→ Set task
Retype every one of the lines below verbatim, omitting the pictures from your answer.

→ Data excerpts
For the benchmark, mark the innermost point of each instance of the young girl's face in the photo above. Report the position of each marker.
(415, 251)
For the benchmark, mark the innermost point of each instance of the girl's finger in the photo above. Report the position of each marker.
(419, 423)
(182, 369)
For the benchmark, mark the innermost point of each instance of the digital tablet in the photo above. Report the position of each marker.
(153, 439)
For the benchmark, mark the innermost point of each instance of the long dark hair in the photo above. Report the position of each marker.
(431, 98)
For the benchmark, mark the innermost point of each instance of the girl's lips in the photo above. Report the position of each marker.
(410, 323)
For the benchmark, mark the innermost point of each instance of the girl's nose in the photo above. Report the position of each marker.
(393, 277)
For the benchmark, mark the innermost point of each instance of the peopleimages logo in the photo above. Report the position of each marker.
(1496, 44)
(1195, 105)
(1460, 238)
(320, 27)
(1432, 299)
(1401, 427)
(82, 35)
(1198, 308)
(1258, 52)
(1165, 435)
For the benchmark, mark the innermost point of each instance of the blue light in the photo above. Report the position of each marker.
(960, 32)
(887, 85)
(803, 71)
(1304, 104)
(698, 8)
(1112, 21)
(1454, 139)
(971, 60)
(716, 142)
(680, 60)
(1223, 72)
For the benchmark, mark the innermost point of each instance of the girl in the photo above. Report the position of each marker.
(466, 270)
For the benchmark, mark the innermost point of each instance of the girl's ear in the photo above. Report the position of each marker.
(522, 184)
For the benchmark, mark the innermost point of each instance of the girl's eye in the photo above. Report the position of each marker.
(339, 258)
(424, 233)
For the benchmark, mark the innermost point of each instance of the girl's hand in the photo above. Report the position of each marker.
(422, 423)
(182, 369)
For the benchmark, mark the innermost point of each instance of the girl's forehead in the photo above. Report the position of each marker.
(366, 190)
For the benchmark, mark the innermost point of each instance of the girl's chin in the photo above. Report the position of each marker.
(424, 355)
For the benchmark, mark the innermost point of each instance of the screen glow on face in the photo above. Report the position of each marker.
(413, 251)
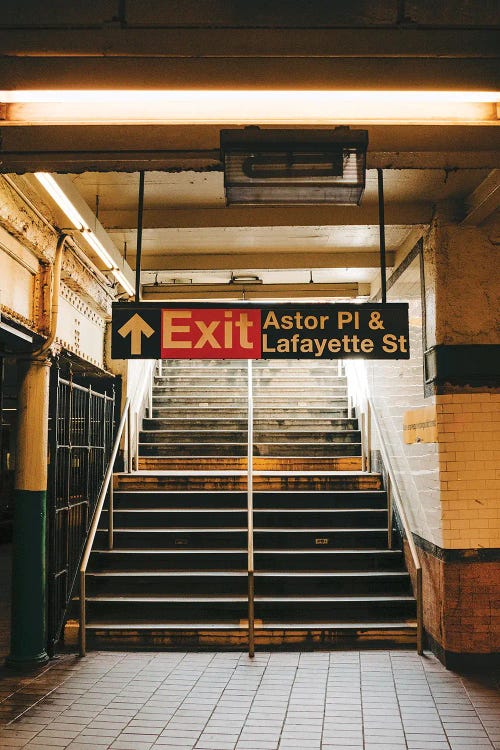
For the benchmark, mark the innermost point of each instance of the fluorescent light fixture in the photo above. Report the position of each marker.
(75, 217)
(278, 106)
(53, 189)
(122, 279)
(64, 203)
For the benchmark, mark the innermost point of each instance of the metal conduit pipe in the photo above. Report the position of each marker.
(70, 240)
(54, 307)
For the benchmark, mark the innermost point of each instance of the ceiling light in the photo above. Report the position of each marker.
(72, 213)
(294, 167)
(122, 279)
(245, 279)
(319, 107)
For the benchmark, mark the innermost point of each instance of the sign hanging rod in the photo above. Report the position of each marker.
(138, 257)
(381, 224)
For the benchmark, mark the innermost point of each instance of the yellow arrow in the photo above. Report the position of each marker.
(136, 326)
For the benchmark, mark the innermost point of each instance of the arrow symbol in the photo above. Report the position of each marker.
(136, 326)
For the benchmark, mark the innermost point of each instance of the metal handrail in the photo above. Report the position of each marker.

→ Written answer
For the benchmark, mark the innermost point of each instance of the young girl's face in the photo above. Report the position of each marker.
(415, 251)
For the benchmark, mark the innermost point of each instance of the girl's finger in the photo above. Report the position of each marker.
(419, 423)
(182, 369)
For the benchmark, mark the innermost point of each instance of the digital tablet in the photo above. Report the position of each marker.
(153, 439)
For the benchmark, mark the innermost point of each instance of the long dark hair in the photo above. Report the position of each marker.
(431, 98)
For the benchmark, mark the innermost point of each instance of the girl's lips in the photo above. Report the position of each marker.
(410, 323)
For the benchmark, mark the innermost point of each instance of the girl's nose in the photo above. Report the position of each marker.
(393, 277)
For the benchmark, mark the innermost point of each instance of the peopleimages logo in the photo above. Report the position of each marker.
(1496, 44)
(1195, 105)
(1460, 238)
(320, 27)
(1432, 299)
(1401, 427)
(82, 35)
(1198, 308)
(1258, 52)
(1165, 435)
For the benchmark, mark the innermost point of each instance of the blue light in the photo above. Report the position of each marker.
(960, 32)
(887, 85)
(803, 71)
(1304, 104)
(698, 8)
(1112, 21)
(1454, 139)
(971, 60)
(716, 142)
(680, 60)
(1223, 72)
For the benchmark, mark the innermost point of each instance of the girl in the photo above. Report the position of each marker.
(466, 270)
For the benchmark, mark the innermost point of each instance of the girl's ear in the photo above. Report the position of each marker.
(522, 184)
For the benchmark, mark the innermost point of each instance of the girl's eye in the photo above. Report the position of each marker.
(339, 258)
(424, 233)
For the benchmark, mark the innermost point of each instance of the girl's hand in the photo above. Report the position of each marker.
(422, 423)
(182, 369)
For the benchmark, mark the innermost point of each instance of the girl's forehead in the photo above. Report the position of each marker.
(366, 190)
For the benchmark, mark the innermost point of each instance of the girl's chin in the photo above. Report the position of each marker.
(424, 355)
For the benchmark, mark the innermost point of each instance of the screen glow on face in the photo above. Report the position of each marker.
(413, 251)
For the benchmark, mark the innermost point of each instance of the fluorescent light fixture in the photo above. Report the position of each marker.
(75, 217)
(278, 106)
(53, 189)
(122, 279)
(64, 203)
For the benchmark, mark the innermost point of each instance of the metal conduit pipe in the photo above. Report the position of each marker.
(70, 240)
(54, 307)
For the benchmark, mark the innermost point of each instance of the ceiling light in the photo above. Report the position of each marker.
(72, 213)
(294, 167)
(122, 279)
(245, 279)
(319, 107)
For the benchmark, mark the innermost point of each instance of the sign hanging rod in the photo above. Report the position of each marker.
(138, 257)
(381, 224)
For the benchmark, mark the innermost point of each instance of the yellow arrow in the photo above. Report the position of each marker.
(136, 326)
For the benchmark, mark the innermost point of each instance of the arrow symbol in the photo above. Report the position of each marker.
(136, 326)
For the benchmark, mark the innermost point of each instance of the metal handrail in the photo above. Report the position of each marker.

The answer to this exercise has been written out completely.